▸ BRIEF
Return every line of the material below that contains the string "under", copied in full. Case counts when matching.

(Object point labels)
## START
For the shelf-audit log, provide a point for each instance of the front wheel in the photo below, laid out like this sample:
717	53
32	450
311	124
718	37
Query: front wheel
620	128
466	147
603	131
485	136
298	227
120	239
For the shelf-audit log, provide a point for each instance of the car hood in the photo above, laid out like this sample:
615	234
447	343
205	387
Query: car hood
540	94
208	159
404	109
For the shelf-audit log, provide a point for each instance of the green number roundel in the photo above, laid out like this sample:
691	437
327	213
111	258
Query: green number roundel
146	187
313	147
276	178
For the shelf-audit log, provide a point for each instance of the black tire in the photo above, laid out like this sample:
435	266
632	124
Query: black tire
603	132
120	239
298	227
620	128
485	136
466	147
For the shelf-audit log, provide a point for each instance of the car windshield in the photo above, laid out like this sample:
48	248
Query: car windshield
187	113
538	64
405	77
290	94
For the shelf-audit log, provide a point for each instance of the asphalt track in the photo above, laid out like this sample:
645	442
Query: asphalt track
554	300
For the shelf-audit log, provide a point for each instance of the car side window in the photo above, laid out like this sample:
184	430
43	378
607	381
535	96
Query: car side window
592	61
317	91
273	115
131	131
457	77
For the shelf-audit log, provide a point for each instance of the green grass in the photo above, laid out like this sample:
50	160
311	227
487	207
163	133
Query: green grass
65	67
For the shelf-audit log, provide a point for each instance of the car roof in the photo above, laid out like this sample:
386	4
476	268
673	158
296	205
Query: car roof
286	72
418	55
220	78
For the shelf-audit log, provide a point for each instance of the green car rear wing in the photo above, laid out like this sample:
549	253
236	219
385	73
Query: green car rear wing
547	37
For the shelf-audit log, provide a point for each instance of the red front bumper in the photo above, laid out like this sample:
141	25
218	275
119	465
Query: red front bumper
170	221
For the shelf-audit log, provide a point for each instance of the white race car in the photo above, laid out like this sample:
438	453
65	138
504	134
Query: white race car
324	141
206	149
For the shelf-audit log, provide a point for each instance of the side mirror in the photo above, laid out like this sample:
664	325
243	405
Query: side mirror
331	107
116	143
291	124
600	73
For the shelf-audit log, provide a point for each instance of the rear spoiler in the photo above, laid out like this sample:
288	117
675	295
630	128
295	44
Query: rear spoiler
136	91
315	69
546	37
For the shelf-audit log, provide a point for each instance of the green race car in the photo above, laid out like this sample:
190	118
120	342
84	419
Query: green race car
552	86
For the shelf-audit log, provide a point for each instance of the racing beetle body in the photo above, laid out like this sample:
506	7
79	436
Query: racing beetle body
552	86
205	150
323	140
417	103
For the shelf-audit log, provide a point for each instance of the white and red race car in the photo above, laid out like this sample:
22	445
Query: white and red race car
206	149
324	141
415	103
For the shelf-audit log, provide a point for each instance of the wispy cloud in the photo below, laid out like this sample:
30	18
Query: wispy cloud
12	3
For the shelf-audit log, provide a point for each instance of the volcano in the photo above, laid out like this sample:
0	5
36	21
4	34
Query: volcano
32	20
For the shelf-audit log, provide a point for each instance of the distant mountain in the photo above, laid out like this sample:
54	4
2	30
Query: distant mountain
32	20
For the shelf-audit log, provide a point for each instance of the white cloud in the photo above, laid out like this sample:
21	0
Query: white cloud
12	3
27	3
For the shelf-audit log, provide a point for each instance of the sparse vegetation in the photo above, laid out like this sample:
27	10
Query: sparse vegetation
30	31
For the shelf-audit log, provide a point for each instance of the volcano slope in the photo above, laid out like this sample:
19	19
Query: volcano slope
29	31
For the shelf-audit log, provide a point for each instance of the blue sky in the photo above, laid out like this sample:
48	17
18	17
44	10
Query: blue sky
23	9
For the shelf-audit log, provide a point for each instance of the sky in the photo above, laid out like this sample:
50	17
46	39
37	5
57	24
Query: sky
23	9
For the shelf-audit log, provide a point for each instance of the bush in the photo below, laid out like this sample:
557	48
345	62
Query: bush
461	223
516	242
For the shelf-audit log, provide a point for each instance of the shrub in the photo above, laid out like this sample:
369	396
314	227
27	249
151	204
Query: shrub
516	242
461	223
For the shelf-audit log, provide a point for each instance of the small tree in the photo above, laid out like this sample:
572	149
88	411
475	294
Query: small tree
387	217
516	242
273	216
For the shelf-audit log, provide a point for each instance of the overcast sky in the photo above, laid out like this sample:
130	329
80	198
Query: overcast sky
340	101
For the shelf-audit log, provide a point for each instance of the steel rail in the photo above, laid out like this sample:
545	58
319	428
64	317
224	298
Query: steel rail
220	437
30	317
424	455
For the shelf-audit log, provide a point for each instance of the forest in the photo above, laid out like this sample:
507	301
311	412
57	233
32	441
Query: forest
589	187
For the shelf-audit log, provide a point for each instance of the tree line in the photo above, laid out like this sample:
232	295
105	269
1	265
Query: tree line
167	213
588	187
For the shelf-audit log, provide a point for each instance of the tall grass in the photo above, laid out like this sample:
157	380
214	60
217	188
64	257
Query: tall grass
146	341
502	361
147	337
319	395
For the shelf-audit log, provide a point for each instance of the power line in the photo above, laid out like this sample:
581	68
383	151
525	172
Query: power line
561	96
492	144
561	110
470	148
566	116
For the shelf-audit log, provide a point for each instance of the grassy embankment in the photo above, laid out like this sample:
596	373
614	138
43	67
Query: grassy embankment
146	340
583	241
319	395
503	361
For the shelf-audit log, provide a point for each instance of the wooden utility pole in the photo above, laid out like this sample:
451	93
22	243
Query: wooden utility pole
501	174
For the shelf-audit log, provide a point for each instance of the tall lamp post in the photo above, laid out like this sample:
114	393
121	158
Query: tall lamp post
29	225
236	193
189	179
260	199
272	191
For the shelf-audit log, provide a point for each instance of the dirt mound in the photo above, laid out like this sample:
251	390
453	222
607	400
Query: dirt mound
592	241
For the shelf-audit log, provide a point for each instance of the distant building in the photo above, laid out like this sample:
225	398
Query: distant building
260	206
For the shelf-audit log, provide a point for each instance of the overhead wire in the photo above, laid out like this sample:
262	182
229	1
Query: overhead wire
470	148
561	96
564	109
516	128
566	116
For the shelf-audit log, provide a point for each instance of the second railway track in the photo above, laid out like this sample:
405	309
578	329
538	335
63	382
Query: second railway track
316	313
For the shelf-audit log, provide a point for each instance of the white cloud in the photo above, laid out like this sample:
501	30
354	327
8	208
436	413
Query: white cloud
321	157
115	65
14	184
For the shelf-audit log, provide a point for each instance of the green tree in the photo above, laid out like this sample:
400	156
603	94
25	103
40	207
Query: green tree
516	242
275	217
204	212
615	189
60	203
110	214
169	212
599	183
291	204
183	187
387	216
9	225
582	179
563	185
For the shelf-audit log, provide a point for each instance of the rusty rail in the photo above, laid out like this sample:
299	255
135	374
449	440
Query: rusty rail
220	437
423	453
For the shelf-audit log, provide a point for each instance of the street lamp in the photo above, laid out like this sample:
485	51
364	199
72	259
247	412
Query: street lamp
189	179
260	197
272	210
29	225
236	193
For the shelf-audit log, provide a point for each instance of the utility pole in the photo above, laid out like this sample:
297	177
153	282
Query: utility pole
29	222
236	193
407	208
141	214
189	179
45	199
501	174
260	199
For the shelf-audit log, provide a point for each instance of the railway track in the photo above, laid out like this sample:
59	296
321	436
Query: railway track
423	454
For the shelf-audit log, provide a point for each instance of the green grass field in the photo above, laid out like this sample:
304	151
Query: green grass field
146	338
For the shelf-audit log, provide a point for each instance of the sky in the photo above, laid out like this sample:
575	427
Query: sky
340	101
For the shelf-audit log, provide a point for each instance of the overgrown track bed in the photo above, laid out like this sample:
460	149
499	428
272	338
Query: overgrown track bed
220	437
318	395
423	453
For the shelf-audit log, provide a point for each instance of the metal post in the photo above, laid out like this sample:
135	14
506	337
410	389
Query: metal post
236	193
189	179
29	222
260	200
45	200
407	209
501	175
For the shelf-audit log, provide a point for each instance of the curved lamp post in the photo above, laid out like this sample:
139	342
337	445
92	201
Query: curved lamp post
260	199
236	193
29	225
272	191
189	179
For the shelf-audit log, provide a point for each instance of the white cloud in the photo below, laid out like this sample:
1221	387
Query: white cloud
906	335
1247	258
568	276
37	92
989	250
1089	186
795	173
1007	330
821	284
## END
## START
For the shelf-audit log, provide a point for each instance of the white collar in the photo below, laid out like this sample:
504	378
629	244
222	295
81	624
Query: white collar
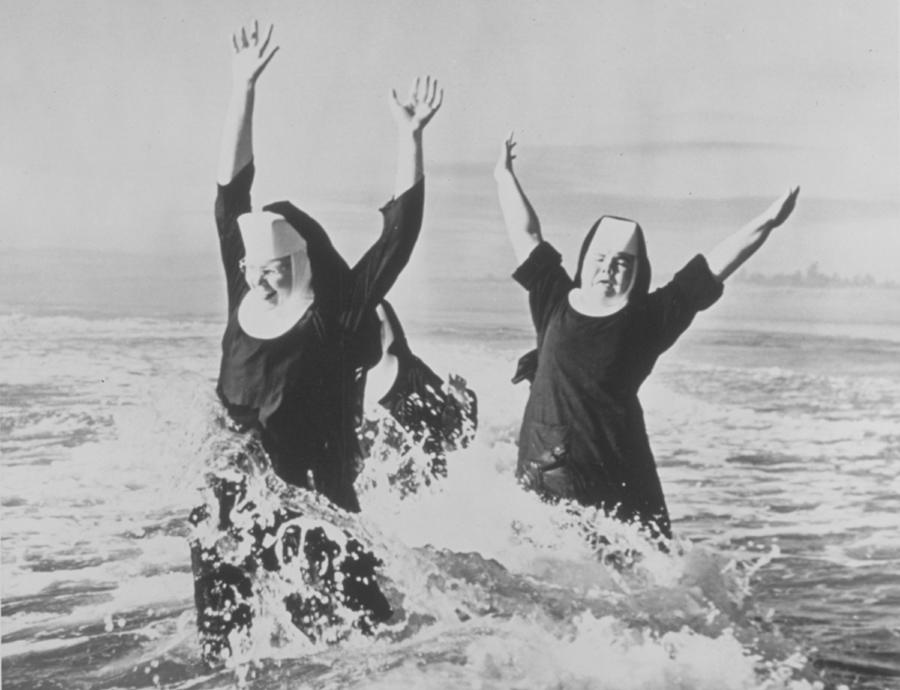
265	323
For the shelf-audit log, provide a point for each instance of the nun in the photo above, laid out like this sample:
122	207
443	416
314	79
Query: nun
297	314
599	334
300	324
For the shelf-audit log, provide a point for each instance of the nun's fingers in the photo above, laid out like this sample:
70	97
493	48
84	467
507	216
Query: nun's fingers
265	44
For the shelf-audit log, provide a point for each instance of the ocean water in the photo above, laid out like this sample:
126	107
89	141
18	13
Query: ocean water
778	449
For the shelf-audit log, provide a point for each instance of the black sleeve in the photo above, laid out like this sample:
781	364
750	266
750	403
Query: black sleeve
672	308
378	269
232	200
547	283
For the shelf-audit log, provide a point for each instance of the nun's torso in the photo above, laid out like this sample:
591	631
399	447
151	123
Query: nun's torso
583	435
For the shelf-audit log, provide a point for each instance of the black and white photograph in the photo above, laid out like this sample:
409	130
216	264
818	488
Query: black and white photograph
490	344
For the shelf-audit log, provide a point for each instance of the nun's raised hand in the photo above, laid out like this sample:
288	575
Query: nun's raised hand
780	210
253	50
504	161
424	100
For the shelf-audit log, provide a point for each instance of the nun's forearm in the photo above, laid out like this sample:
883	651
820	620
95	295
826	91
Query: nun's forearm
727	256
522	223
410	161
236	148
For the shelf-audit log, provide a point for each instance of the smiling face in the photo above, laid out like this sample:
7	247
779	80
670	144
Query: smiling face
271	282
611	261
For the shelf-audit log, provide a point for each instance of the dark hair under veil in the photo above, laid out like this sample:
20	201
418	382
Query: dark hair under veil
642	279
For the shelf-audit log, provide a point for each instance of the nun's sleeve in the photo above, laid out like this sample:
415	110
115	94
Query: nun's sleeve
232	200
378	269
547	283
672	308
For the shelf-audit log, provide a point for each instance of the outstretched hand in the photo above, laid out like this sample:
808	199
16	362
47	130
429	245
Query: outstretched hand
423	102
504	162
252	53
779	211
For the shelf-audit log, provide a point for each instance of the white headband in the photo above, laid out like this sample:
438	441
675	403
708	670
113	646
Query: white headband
## END
## START
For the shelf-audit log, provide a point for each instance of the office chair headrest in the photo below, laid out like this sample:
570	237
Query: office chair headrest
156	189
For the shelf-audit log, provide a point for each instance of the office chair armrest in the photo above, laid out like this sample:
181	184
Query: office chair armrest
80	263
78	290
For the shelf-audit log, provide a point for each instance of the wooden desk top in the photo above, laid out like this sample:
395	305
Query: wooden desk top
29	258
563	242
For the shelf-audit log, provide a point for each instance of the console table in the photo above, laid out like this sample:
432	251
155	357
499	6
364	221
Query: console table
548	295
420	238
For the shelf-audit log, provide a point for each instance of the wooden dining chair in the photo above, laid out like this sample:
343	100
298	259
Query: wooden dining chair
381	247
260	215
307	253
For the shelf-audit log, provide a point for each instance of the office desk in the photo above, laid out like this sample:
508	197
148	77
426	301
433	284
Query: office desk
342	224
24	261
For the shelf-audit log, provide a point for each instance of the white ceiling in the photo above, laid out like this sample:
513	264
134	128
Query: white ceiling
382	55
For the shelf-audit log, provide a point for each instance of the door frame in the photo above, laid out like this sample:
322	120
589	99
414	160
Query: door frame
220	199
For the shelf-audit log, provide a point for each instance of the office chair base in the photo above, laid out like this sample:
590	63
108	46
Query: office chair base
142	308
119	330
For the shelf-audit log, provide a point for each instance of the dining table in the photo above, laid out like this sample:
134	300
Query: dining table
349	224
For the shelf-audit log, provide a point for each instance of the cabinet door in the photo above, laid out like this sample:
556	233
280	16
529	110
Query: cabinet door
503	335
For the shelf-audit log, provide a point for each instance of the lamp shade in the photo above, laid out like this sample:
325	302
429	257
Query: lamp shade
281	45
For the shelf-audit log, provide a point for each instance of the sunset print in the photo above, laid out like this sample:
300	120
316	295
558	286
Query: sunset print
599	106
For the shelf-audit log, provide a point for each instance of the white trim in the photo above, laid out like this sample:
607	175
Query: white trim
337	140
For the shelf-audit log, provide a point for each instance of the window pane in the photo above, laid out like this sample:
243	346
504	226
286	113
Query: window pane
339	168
## END
▸ THE RESULT
For the shelf-audit log, provide a point for each instance of the dark hair under veil in the photo above, laid out like this sample:
Query: dark hair under veil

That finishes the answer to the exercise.